Ausschreibungsverfahren

Die zweite allgemein anwendbare Methode zur Ermittlung des Marktpreises besteht in der Durchführung eines wettbewerblichen, transparenten, diskriminierungsfreien und bedingungsfreien Ausschreibungsverfahrens.
An dieser Stelle weicht die Bekanntmachung zum Beihilfebegriff vom Wortlaut her recht deutlich von der Grundstücksmitteilung ab, die von einem „Bietverfahren“ sprach, wodurch der Bezug zum Vergaberecht jetzt viel stärker in den Vordergrund gestellt wird.

GESPEICHERTE DATEN
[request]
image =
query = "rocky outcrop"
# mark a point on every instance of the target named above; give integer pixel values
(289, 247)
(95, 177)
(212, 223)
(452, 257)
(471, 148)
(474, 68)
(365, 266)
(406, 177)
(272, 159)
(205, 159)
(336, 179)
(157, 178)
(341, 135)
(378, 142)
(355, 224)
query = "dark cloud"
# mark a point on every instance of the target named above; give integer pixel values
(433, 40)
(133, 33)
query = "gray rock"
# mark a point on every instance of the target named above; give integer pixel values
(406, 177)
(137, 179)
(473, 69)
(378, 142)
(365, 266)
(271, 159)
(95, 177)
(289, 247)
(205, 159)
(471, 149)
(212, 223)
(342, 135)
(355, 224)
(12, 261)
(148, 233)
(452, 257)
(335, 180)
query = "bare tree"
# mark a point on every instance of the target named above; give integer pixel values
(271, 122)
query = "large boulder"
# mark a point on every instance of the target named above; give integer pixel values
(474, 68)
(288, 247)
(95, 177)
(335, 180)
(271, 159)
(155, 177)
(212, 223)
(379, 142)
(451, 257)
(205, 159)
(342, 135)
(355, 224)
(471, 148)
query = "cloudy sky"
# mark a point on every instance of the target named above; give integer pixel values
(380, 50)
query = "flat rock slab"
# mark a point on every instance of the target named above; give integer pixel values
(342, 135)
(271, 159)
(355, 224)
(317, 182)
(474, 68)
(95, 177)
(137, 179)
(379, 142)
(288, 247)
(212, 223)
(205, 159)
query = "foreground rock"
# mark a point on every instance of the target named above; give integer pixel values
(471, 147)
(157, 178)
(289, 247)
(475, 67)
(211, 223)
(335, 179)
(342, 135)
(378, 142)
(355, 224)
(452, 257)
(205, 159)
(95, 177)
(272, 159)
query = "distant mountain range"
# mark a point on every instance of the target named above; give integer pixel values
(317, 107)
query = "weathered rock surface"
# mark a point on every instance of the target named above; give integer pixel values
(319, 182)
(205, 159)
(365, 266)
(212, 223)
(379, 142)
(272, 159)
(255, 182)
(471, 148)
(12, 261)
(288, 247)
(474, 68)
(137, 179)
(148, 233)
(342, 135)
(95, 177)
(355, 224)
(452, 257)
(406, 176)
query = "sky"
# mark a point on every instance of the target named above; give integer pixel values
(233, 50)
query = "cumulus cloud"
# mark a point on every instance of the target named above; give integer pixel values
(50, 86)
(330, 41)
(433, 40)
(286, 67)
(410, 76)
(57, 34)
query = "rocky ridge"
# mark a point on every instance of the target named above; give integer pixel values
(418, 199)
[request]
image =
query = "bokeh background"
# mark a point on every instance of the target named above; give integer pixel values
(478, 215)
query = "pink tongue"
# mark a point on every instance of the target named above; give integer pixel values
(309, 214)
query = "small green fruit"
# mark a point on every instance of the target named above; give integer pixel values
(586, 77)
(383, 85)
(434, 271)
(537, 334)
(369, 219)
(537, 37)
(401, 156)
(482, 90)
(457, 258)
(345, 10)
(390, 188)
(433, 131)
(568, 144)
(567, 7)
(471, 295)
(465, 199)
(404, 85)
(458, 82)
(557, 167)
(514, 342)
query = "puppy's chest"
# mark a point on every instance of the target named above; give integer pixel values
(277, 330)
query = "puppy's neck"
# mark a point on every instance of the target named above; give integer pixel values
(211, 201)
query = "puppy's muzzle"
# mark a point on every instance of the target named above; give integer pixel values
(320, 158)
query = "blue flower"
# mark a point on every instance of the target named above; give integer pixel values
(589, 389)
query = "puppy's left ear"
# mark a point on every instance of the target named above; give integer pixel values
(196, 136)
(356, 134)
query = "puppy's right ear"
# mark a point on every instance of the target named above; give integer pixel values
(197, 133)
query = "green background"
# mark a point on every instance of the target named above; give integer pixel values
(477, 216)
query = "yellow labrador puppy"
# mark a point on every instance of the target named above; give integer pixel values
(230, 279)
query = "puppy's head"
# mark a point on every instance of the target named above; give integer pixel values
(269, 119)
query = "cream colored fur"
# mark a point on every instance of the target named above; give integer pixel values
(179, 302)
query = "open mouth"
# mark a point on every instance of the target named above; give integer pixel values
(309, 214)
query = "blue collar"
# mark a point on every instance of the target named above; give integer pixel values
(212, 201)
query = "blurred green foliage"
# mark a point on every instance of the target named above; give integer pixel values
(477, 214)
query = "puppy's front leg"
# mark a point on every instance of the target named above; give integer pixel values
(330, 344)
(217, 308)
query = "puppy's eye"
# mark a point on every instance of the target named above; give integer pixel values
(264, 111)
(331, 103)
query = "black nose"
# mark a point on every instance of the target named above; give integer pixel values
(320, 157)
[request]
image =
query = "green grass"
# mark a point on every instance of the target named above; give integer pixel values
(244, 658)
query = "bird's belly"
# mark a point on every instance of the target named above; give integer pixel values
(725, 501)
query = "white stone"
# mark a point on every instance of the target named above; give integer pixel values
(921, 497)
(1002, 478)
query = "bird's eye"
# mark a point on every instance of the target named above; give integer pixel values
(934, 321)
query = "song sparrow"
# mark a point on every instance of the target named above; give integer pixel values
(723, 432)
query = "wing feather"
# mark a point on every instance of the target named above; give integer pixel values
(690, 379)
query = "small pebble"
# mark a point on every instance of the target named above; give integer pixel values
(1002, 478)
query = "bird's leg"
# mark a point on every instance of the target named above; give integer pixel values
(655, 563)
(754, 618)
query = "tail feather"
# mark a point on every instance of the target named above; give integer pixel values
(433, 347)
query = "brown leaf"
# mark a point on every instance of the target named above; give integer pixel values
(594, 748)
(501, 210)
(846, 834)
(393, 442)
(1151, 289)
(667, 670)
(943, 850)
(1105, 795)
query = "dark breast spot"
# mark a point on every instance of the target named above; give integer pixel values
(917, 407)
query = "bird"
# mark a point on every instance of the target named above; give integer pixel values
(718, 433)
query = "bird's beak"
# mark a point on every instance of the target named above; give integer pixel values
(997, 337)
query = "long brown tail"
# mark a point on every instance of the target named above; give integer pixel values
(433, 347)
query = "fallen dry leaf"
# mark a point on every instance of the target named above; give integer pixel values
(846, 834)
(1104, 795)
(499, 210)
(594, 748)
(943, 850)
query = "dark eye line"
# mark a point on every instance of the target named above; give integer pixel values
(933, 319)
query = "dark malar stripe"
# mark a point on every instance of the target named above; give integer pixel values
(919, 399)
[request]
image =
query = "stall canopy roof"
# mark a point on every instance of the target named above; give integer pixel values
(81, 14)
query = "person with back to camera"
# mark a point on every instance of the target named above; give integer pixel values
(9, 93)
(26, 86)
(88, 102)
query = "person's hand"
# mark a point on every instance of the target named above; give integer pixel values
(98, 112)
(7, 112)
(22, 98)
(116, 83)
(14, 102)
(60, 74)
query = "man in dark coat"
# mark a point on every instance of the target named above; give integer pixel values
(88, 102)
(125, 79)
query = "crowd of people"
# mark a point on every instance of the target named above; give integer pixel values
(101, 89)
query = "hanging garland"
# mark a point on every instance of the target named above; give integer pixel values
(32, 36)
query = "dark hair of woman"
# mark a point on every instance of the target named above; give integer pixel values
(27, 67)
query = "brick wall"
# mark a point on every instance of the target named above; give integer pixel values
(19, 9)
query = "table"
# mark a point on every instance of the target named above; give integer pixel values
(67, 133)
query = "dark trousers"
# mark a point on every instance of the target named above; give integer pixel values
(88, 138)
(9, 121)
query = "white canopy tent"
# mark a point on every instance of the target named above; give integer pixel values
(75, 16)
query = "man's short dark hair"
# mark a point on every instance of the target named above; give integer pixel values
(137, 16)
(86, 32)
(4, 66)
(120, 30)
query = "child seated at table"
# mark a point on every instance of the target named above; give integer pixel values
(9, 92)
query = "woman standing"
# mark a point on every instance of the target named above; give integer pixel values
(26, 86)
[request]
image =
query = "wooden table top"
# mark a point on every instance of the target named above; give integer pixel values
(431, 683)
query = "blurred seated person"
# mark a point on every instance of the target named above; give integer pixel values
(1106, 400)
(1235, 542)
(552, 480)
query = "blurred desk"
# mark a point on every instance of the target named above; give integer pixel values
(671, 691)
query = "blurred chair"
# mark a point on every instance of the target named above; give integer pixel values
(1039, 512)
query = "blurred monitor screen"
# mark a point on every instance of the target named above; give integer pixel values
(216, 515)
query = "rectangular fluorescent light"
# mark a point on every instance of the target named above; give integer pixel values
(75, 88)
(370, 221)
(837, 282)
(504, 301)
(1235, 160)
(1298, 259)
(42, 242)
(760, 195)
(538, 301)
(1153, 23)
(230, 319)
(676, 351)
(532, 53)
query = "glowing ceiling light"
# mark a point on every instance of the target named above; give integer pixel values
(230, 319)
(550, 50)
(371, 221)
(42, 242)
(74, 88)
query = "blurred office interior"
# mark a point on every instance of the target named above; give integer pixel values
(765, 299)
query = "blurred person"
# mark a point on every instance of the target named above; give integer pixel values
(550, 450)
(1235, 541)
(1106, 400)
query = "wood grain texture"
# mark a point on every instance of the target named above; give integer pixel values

AUFGABEN
1. Beantworte diese Fragen zum Text über das Ausschreibungsverfahren:
(a) Welche zweite allgemein anwendbare Methode zur Ermittlung des Marktpreises wird genannt?
(b) Von welchem Verfahren sprach die Grundstücksmitteilung?
(c) Welcher Bezug wird nun viel stärker in den Vordergrund gestellt?
2. Schreib den Abschnitt zwischen „An dieser Stelle“ und „Vordergrund gestellt wird.“, beides eingeschlossen, aus dem Text über das Ausschreibungsverfahren ab. Setz dabei „früheren Mitteilung“ an die Stelle von „Grundstücksmitteilung“.

LÖSUNGEN
1.
(a) Die Durchführung eines wettbewerblichen, transparenten, diskriminierungsfreien und bedingungsfreien Ausschreibungsverfahrens.
(b) Von einem „Bietverfahren“.
(c) Der Bezug zum Vergaberecht.

2.
An dieser Stelle weicht die Bekanntmachung zum Beihilfebegriff vom Wortlaut her recht deutlich von der früheren Mitteilung ab, die von einem „Bietverfahren“ sprach, wodurch der Bezug zum Vergaberecht jetzt viel stärker in den Vordergrund gestellt wird.